== Segment start ==

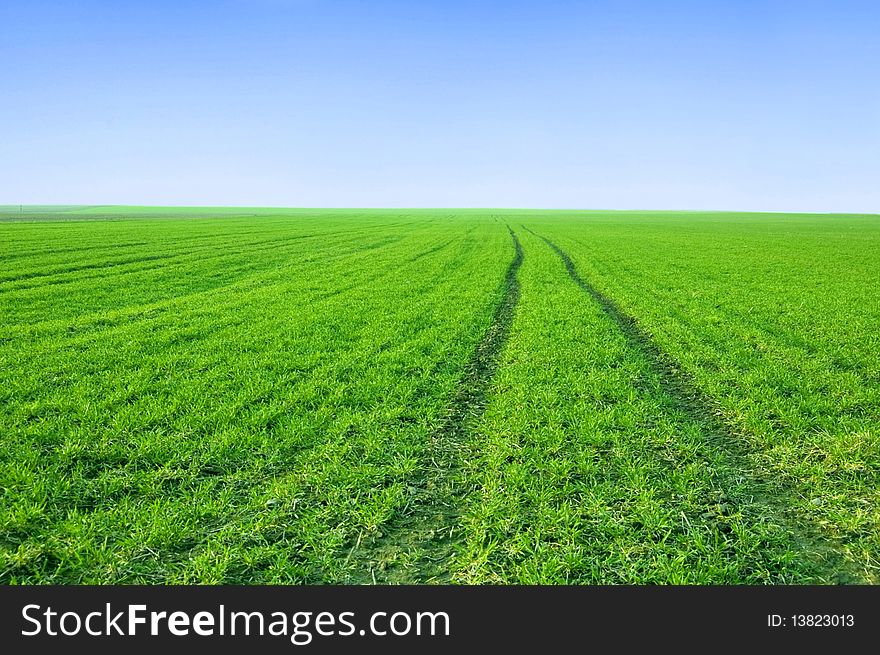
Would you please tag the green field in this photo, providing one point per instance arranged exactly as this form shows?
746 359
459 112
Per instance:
406 396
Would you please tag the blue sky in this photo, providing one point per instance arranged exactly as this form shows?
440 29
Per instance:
668 105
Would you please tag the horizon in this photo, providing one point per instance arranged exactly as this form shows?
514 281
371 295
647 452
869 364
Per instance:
337 103
11 208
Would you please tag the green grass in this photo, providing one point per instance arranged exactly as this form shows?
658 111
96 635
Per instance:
239 395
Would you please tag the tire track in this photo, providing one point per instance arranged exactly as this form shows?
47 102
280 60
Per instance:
419 542
686 397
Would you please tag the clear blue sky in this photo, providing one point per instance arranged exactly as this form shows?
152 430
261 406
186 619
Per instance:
691 105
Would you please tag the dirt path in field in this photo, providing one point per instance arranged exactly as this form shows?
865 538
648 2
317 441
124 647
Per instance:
416 546
678 385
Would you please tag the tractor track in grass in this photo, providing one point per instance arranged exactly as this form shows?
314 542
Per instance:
418 542
686 397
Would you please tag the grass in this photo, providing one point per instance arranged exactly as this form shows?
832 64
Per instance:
242 395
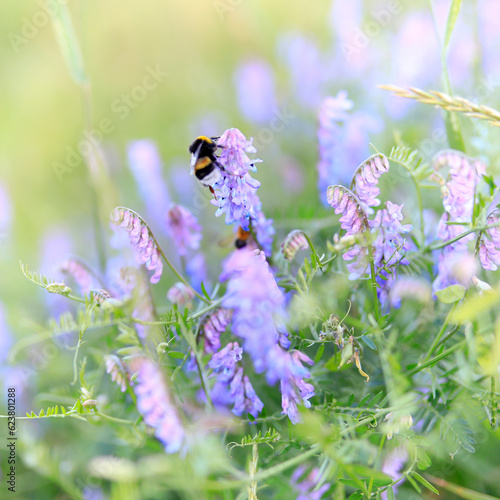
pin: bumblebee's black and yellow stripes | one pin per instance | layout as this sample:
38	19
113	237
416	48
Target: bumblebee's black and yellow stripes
242	238
203	160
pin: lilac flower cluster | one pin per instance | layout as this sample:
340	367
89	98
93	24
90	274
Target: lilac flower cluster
355	222
388	246
342	139
236	194
183	228
386	243
213	327
294	242
232	387
366	177
489	246
458	203
256	300
155	404
141	239
307	487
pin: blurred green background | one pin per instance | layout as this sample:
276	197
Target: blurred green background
199	44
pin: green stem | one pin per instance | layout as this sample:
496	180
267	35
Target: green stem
419	197
165	258
443	244
374	289
433	361
440	334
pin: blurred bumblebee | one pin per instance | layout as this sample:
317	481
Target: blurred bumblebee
204	162
243	238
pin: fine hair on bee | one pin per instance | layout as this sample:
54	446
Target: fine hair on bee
239	240
242	238
204	162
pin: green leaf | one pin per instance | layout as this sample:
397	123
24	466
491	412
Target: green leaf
460	491
390	493
451	294
176	354
475	306
369	342
452	19
424	482
357	495
423	460
68	42
319	354
364	472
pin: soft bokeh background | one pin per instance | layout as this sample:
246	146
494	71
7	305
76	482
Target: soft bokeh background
294	54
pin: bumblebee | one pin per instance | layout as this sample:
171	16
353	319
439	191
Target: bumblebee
242	239
204	162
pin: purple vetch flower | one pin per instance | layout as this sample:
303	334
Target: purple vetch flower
181	294
389	242
388	246
308	488
116	369
365	180
154	403
458	202
344	201
232	387
146	166
183	228
79	272
409	288
264	231
464	175
236	193
294	242
393	465
213	327
254	82
294	389
142	240
489	246
196	269
257	302
355	222
342	140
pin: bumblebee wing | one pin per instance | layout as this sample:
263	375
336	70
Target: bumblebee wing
194	159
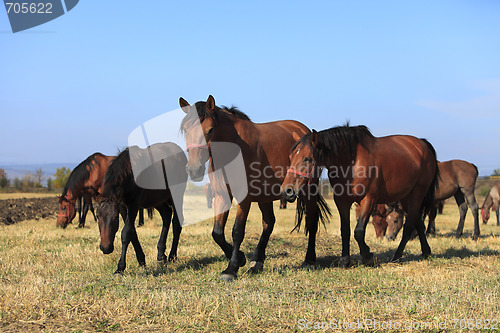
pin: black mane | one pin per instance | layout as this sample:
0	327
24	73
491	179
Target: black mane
199	111
338	140
80	174
119	172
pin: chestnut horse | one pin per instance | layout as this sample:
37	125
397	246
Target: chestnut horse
492	201
379	218
264	148
368	170
457	178
209	195
121	195
84	181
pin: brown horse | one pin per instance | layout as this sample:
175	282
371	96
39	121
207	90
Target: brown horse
85	180
122	195
457	178
379	218
368	170
395	220
492	201
209	195
264	148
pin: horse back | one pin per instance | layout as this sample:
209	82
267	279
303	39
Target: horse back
400	162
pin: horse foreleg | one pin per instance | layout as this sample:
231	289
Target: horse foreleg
359	232
141	218
268	220
431	227
237	257
345	231
221	213
85	210
166	216
462	207
129	234
474	207
177	234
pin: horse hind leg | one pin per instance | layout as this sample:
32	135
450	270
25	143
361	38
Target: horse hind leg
431	226
360	231
413	221
345	231
176	225
462	208
268	221
498	214
474	207
166	215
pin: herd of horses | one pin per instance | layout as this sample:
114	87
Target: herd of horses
394	179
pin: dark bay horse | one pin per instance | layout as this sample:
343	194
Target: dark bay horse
122	195
368	170
283	203
209	195
492	201
84	184
264	148
84	181
457	178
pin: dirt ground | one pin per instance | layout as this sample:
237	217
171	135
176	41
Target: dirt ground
16	210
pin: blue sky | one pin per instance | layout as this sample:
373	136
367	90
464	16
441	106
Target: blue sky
81	83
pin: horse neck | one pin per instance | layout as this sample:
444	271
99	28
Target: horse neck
488	201
236	128
71	196
98	172
328	158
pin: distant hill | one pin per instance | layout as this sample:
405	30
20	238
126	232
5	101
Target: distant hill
20	170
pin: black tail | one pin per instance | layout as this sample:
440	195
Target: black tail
324	212
428	202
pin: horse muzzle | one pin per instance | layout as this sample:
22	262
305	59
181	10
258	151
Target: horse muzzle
107	249
196	173
289	194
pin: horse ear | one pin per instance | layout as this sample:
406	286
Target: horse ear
184	105
210	104
314	138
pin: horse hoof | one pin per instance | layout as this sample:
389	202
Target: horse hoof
345	262
256	266
227	277
162	262
308	265
370	261
242	260
426	255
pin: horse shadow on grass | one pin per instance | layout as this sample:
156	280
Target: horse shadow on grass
194	264
452	234
385	257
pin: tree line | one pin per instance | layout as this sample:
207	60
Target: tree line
35	181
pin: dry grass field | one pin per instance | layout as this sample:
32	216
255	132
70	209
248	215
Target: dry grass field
55	280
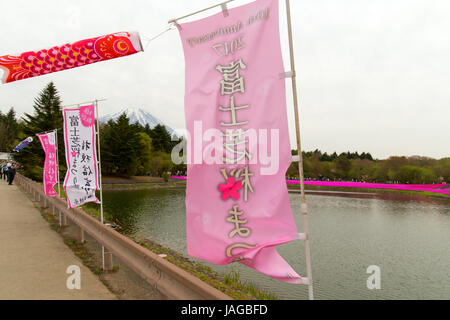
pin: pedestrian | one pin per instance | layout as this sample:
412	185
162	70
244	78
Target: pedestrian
11	174
5	171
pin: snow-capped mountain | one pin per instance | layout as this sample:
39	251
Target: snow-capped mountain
137	116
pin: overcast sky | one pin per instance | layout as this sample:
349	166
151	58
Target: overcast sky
373	76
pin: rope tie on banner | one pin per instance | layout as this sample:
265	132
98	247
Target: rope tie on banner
148	40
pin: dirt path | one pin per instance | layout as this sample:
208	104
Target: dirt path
34	258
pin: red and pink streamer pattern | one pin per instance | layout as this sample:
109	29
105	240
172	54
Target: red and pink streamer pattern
68	56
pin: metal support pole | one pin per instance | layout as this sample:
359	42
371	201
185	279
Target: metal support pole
99	165
299	149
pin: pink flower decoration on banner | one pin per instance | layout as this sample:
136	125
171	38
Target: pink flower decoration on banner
87	115
230	189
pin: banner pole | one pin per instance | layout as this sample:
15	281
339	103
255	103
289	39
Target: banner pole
99	165
57	161
199	11
299	150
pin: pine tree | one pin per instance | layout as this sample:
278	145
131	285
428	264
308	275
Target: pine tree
120	147
47	116
9	129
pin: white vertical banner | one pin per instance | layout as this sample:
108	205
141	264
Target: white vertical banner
81	179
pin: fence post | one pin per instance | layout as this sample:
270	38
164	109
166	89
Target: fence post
80	235
62	219
108	260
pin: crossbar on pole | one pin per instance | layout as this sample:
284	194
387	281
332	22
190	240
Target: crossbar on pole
77	104
194	13
300	158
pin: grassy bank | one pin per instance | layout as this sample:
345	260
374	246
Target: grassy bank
228	283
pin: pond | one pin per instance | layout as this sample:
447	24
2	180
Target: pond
408	238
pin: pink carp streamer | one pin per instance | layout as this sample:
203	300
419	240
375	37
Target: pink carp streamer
435	188
68	56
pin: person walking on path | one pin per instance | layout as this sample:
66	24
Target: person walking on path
5	172
11	173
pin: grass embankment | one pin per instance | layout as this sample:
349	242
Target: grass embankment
377	191
228	283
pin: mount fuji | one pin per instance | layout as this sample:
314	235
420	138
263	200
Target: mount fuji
137	116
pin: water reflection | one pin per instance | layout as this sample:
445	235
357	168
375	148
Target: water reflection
408	238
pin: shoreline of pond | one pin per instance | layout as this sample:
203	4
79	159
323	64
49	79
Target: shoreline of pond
159	183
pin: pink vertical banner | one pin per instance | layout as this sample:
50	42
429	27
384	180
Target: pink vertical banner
50	173
237	203
81	179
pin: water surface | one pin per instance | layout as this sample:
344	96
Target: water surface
408	238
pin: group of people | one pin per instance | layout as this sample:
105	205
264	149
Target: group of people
8	171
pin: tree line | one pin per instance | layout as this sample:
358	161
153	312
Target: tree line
126	149
362	167
129	149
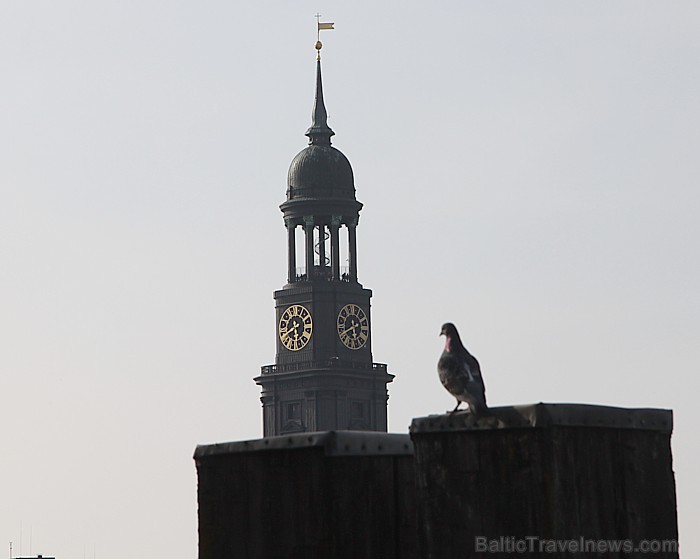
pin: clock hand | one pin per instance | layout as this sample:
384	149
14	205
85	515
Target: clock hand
353	328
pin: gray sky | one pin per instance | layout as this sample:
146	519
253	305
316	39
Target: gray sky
529	171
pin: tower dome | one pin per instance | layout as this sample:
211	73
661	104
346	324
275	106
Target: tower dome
320	170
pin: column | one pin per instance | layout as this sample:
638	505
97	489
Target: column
352	249
309	229
291	252
335	247
322	245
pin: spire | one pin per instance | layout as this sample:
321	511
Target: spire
319	133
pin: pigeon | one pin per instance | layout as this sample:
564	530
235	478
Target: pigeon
460	373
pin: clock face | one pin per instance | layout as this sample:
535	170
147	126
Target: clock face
295	327
353	326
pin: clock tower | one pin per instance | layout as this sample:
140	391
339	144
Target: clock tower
323	378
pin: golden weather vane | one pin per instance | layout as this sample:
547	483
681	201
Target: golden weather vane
319	26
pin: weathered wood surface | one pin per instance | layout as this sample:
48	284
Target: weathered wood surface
341	495
590	472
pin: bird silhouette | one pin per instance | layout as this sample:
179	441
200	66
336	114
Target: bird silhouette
460	373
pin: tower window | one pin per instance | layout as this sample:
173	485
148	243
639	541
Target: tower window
294	411
357	410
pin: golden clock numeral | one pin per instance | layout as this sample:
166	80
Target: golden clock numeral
295	327
352	326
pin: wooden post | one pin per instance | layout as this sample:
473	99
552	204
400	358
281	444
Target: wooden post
524	480
340	495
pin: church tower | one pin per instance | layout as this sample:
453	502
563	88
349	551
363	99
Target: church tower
323	378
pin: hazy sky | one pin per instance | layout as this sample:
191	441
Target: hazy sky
529	171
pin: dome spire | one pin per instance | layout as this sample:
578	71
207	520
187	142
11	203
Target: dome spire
319	133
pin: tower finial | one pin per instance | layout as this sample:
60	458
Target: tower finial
319	26
319	133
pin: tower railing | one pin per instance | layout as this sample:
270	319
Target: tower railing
333	363
323	273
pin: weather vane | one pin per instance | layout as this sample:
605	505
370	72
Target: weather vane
320	25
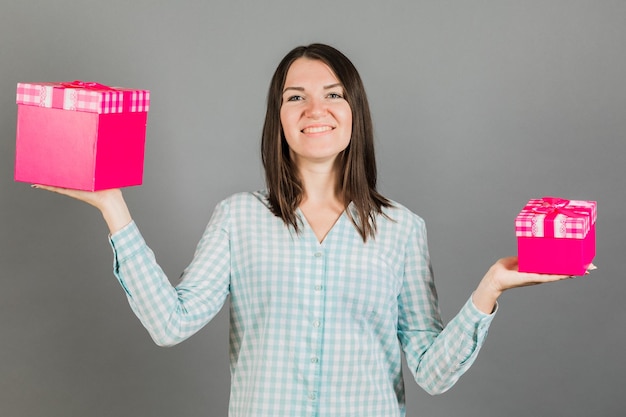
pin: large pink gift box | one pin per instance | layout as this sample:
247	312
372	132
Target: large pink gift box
556	236
80	135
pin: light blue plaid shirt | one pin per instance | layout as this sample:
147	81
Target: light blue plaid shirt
316	329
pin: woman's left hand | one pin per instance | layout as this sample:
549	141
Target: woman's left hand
504	275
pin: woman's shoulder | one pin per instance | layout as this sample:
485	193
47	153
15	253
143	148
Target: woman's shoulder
400	214
247	200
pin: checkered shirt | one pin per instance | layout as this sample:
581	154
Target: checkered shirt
316	329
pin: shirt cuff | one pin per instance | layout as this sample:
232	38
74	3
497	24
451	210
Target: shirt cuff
126	242
475	322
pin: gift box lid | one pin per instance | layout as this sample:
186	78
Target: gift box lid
556	217
83	96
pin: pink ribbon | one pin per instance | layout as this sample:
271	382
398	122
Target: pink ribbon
89	85
551	207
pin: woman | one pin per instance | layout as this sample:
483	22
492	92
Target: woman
328	280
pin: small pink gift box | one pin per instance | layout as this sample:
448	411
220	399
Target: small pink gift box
556	236
80	135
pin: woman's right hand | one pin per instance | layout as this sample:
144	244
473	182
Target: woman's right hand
110	203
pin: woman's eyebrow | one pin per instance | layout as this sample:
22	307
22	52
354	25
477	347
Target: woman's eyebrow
326	87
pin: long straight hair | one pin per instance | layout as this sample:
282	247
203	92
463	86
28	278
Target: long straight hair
357	163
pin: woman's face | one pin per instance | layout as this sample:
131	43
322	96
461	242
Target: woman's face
315	116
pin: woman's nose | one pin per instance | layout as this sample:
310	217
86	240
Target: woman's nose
315	108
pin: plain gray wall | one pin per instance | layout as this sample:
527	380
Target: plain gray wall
478	106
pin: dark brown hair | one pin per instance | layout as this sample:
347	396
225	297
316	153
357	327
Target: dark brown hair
357	163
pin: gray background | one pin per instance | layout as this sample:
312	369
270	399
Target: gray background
478	107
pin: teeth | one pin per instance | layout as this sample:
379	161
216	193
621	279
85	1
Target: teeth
317	129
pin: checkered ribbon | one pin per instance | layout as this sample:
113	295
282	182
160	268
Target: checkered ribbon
555	217
83	96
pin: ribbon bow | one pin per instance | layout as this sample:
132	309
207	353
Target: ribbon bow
89	85
551	207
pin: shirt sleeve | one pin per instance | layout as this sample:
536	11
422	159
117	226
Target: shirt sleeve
172	314
437	355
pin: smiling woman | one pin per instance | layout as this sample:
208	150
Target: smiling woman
320	172
316	119
329	282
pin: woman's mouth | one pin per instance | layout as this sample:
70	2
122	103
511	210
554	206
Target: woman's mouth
317	129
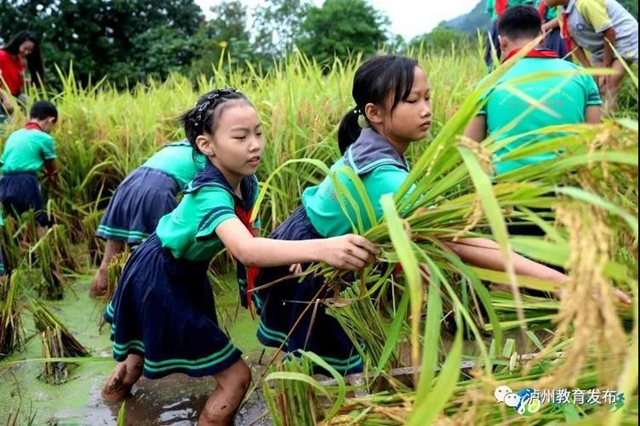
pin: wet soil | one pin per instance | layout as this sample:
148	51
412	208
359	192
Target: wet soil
173	400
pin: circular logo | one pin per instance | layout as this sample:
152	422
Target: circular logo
528	405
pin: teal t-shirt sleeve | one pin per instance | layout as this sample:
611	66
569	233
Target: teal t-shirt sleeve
48	148
593	94
214	205
384	180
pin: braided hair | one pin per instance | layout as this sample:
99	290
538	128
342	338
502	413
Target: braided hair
204	117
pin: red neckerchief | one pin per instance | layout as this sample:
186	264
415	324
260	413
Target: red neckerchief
533	53
33	126
501	7
252	272
542	10
565	31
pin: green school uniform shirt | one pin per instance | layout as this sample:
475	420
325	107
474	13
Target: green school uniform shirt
189	230
382	171
177	159
26	150
552	12
570	102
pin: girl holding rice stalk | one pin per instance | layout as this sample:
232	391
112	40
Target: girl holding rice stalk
163	312
393	96
146	194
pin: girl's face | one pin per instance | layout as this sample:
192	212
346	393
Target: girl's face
410	119
25	49
236	145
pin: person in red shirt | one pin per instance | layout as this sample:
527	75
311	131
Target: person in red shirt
24	46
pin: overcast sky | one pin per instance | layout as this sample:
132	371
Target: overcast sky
408	17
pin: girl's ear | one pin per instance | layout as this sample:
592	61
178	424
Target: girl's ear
205	145
373	113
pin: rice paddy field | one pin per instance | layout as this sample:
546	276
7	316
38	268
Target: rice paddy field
437	351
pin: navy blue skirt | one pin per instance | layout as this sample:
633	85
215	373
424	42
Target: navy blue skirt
3	270
283	305
21	192
138	204
164	311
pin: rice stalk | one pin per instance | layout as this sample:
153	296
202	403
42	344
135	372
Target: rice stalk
57	342
11	331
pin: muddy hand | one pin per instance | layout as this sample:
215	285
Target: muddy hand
351	252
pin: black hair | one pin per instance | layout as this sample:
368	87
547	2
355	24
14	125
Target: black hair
374	81
42	110
520	22
205	115
34	60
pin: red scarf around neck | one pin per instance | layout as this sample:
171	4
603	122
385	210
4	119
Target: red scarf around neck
501	7
533	53
33	126
252	272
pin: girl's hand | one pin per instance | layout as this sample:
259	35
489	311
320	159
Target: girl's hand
351	252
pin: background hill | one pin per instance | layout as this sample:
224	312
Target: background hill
477	19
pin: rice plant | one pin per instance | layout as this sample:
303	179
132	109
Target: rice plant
11	332
57	342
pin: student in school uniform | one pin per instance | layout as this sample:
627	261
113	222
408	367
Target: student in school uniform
496	9
27	153
553	39
578	100
163	318
597	26
394	96
146	194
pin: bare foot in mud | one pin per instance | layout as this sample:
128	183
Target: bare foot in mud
120	382
115	390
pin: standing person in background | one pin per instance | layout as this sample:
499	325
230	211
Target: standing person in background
6	108
496	9
27	152
553	39
24	46
575	100
597	26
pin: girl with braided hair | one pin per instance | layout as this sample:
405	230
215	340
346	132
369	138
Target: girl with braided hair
162	315
144	196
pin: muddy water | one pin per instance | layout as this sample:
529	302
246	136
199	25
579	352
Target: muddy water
173	400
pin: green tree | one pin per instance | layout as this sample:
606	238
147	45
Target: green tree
340	28
277	23
440	39
225	36
102	37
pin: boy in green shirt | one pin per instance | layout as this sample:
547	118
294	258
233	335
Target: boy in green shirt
28	152
574	100
598	26
496	9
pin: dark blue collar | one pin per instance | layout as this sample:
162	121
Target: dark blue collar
212	176
183	142
371	150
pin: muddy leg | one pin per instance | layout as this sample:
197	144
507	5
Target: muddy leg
125	375
222	405
99	283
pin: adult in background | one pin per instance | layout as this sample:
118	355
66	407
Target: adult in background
597	27
24	46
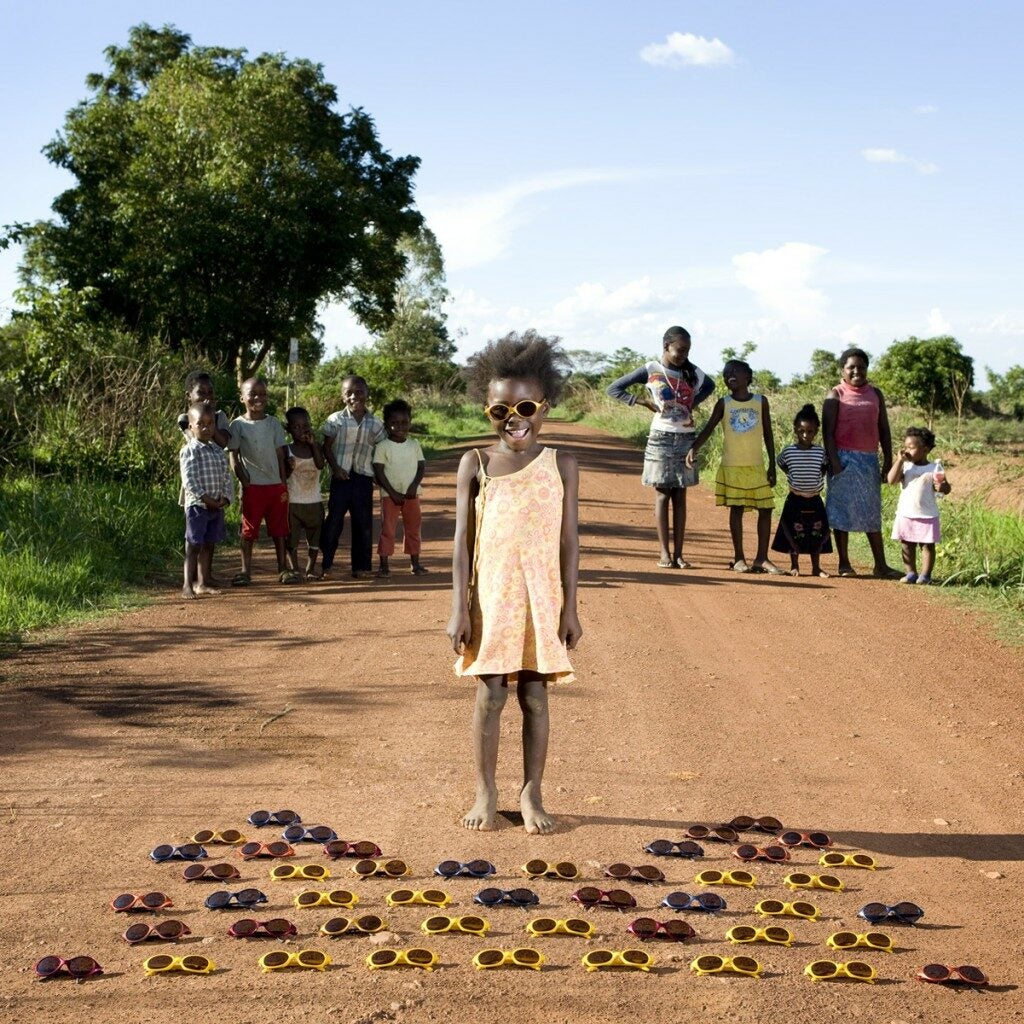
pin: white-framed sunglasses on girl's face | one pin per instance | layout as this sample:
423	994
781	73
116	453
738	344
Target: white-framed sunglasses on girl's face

== Segment end ==

__WHAT TO DO__
Return, from the entries, each line that holds "sunglasses".

__RESULT FOR THIS EXERCISE__
pin: white-framed sunglasses on girl's face | one pin per instance | layout as this sample:
Target: white-framed sunglasses on girl's face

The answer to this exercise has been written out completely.